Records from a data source
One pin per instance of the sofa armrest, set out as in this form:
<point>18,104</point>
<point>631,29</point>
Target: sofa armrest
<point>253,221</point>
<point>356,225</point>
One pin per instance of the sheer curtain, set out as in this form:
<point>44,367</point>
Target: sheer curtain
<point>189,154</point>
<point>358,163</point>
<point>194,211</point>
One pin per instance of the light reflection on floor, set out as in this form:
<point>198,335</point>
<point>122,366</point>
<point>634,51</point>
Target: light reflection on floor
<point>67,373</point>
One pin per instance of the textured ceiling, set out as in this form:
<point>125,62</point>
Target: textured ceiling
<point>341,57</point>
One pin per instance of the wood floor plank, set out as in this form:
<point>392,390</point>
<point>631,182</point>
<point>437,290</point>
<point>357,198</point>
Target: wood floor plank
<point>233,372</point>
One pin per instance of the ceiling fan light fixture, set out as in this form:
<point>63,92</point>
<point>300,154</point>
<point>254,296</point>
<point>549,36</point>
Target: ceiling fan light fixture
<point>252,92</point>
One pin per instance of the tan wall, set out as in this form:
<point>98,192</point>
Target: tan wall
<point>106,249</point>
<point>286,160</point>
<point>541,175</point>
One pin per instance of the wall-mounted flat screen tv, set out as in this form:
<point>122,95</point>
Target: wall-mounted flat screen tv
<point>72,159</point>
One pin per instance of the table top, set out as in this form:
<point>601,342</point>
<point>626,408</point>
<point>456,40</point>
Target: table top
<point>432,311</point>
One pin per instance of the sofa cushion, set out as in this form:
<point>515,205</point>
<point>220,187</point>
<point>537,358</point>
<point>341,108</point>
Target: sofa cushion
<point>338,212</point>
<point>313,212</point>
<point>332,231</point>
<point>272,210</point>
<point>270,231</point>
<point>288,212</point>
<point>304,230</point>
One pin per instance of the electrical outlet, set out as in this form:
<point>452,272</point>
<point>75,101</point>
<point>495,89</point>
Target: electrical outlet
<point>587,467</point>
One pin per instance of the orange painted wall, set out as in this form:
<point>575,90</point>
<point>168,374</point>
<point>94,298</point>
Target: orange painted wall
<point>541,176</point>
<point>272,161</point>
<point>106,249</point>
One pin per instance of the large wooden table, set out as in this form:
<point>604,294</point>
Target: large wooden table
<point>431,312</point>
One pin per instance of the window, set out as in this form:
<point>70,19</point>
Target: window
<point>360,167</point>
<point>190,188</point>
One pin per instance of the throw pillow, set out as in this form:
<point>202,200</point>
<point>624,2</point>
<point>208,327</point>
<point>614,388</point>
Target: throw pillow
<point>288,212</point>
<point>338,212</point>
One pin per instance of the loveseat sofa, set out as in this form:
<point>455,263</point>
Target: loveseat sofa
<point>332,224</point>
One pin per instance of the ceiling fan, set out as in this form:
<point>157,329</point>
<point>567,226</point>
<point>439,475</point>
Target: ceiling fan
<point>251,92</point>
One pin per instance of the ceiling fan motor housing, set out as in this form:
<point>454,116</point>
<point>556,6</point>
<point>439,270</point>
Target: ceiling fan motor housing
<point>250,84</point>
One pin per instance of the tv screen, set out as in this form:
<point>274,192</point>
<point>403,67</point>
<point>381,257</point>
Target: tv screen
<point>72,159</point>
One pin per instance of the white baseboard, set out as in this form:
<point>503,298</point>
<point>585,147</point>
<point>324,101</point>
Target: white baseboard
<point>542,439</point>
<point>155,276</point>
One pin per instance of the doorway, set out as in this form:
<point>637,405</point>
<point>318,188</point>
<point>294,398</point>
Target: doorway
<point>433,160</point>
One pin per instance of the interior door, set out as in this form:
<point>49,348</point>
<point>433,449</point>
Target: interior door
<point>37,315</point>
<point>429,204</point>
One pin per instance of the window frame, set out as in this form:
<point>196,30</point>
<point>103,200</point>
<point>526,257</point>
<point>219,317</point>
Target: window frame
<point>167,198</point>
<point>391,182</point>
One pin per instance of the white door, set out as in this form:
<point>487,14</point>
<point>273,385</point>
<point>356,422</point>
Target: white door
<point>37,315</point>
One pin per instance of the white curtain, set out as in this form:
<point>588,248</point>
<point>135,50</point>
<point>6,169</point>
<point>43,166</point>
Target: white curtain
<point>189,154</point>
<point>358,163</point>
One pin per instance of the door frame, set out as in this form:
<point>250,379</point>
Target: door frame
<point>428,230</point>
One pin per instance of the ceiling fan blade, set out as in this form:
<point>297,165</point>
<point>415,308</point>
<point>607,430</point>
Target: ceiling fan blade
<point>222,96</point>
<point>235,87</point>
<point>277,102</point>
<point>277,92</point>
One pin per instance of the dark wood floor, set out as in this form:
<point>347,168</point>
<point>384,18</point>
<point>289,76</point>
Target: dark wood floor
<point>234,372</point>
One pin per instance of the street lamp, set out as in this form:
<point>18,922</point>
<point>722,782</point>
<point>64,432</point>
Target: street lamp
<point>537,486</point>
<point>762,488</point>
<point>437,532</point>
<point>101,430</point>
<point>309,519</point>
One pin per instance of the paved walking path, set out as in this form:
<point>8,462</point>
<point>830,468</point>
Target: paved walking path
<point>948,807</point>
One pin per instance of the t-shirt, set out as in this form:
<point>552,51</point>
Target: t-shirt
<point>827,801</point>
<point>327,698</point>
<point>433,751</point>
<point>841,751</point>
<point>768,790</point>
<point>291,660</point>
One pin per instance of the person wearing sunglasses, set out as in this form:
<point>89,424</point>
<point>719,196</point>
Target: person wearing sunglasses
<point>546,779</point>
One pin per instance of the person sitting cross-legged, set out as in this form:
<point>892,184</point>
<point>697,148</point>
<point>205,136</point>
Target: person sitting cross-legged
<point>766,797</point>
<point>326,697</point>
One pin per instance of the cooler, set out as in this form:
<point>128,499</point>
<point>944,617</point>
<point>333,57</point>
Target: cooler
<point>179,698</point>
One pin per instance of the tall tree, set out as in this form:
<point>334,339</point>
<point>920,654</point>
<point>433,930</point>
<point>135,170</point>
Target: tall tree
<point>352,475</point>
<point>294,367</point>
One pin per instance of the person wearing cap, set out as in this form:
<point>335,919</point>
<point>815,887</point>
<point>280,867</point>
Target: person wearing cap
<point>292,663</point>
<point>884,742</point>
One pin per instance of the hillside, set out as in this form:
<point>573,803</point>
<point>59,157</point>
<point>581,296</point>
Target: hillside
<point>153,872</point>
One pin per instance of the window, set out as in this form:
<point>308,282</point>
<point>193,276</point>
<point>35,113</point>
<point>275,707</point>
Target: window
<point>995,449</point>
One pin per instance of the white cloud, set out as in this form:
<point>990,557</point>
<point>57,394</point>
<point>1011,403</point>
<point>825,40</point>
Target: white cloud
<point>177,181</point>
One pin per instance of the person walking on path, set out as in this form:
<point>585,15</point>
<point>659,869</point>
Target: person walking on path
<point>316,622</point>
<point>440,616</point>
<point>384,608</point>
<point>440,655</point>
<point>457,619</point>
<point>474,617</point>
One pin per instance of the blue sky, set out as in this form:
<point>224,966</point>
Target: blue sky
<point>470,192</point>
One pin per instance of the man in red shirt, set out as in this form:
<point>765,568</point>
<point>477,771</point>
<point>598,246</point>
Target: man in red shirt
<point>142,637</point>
* * *
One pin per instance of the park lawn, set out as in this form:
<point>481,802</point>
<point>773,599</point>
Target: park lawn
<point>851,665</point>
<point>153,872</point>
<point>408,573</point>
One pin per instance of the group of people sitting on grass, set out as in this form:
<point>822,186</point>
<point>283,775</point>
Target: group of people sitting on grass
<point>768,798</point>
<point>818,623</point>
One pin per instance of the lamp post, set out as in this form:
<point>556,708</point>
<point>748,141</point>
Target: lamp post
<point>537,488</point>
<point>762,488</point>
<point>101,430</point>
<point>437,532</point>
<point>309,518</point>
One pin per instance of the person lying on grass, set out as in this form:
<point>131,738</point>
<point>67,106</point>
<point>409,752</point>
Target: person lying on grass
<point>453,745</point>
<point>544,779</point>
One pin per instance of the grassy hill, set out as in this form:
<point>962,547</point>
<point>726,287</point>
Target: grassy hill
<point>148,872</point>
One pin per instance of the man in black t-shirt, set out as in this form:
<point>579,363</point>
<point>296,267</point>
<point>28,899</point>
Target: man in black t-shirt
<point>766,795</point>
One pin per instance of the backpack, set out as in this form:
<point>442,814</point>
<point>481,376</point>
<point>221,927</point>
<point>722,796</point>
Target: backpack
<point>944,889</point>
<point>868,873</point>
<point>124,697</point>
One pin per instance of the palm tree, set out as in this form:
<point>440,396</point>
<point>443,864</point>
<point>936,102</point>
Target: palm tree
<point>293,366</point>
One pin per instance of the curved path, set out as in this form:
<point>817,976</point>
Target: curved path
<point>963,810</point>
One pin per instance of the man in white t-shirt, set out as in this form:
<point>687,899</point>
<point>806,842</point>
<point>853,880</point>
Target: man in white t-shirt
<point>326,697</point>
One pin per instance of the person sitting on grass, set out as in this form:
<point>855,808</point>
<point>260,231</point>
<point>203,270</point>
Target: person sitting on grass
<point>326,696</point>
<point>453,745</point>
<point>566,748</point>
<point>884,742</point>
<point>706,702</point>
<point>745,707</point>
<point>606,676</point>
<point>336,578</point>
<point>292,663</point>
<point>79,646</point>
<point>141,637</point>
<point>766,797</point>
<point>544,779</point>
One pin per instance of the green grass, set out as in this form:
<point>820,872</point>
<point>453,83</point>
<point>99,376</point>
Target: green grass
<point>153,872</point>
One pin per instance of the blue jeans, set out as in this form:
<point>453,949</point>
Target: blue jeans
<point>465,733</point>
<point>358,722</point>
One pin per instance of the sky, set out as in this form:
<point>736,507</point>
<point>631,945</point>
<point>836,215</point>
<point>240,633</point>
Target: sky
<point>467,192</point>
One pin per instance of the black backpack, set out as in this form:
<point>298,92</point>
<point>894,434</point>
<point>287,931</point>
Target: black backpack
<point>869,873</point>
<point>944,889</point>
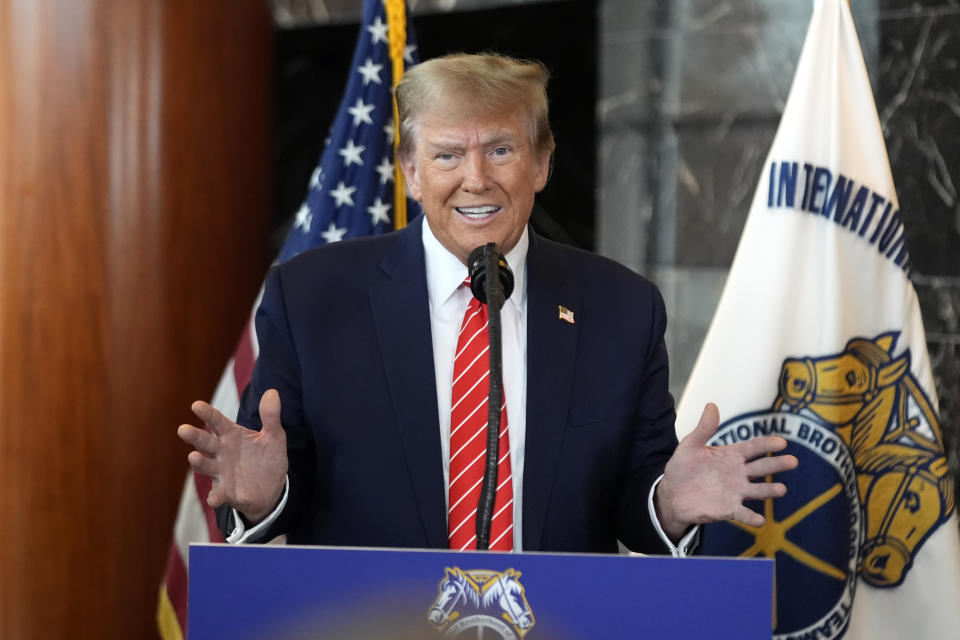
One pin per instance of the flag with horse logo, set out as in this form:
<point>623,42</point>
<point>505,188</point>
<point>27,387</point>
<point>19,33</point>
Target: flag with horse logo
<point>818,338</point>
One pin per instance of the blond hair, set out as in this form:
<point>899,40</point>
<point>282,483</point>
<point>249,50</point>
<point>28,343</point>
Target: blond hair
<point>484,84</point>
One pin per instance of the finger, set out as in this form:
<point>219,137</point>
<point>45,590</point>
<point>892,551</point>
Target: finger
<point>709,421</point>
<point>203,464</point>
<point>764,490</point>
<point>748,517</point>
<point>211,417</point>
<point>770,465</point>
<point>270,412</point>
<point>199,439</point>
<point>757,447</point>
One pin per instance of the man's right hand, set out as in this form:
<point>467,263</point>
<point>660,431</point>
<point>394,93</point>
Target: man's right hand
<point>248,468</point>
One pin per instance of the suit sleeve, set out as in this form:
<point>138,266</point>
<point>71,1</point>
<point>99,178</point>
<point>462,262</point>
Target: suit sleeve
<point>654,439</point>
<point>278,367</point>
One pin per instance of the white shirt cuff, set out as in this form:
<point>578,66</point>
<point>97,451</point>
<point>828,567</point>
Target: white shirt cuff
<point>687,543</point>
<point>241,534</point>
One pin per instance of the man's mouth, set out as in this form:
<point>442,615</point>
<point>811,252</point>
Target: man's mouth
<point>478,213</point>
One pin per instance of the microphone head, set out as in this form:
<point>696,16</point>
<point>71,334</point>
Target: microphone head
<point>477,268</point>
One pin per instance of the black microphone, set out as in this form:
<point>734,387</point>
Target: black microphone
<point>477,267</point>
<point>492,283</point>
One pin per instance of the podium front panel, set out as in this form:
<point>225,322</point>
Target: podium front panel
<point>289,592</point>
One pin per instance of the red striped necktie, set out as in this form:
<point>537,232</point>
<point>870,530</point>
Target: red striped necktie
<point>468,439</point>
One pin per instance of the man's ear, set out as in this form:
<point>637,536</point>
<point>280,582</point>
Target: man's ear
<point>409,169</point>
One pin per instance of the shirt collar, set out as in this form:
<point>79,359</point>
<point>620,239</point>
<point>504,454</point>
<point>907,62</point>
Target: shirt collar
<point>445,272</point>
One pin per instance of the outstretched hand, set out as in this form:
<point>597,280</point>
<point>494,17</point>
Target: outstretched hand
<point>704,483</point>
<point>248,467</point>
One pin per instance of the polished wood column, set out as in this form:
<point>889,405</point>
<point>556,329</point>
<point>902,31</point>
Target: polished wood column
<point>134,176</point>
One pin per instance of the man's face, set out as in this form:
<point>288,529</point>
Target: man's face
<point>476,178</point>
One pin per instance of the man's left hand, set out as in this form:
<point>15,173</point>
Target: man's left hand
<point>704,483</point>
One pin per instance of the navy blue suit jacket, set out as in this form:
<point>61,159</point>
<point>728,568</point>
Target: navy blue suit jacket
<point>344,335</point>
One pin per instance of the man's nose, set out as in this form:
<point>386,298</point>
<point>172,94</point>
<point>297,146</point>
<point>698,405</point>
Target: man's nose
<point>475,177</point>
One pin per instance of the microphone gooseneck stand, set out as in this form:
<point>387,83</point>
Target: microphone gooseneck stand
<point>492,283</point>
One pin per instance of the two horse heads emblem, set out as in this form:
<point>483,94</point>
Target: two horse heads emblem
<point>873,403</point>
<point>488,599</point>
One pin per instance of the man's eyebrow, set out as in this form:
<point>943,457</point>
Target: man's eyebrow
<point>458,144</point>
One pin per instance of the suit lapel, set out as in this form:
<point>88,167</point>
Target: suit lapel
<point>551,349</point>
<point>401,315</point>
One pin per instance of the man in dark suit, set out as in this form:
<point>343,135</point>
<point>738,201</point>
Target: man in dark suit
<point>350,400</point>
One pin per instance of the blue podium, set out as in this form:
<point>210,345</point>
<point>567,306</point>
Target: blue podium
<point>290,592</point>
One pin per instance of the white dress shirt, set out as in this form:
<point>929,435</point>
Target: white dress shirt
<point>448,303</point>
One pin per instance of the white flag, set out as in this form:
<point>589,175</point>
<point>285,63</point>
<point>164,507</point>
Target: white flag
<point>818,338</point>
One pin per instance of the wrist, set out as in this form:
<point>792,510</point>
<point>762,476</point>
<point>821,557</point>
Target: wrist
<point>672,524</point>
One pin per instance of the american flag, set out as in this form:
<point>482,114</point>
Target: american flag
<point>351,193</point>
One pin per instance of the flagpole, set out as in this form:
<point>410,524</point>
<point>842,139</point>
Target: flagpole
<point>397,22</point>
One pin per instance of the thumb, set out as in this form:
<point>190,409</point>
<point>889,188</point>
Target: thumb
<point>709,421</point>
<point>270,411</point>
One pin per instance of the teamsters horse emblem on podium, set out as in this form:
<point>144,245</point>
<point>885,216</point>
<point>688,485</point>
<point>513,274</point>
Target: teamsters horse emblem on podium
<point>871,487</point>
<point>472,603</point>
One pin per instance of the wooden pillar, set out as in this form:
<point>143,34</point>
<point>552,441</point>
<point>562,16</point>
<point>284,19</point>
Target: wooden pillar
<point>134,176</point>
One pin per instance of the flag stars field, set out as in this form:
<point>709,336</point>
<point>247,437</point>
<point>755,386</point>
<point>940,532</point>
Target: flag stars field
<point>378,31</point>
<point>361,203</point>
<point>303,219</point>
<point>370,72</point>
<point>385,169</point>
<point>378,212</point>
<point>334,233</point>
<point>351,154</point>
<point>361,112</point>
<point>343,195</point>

AIM OF THE TASK: Start with the line above that contains "One pin per instance of the blond" and stop after the line that contains "One pin per instance of the man's right". Output those lines exactly, and only those.

SOLUTION TO THIS EXERCISE:
One pin per instance of the blond hair, set out as in this form:
<point>899,40</point>
<point>282,483</point>
<point>249,50</point>
<point>28,343</point>
Target: blond hair
<point>484,84</point>
One pin per instance of the finger, set out as in this form:
<point>219,137</point>
<point>45,590</point>
<point>892,551</point>
Target: finger
<point>709,421</point>
<point>203,464</point>
<point>764,490</point>
<point>748,517</point>
<point>211,417</point>
<point>770,465</point>
<point>270,412</point>
<point>199,439</point>
<point>757,447</point>
One pin per instance of the man's right hand, set out as in this form:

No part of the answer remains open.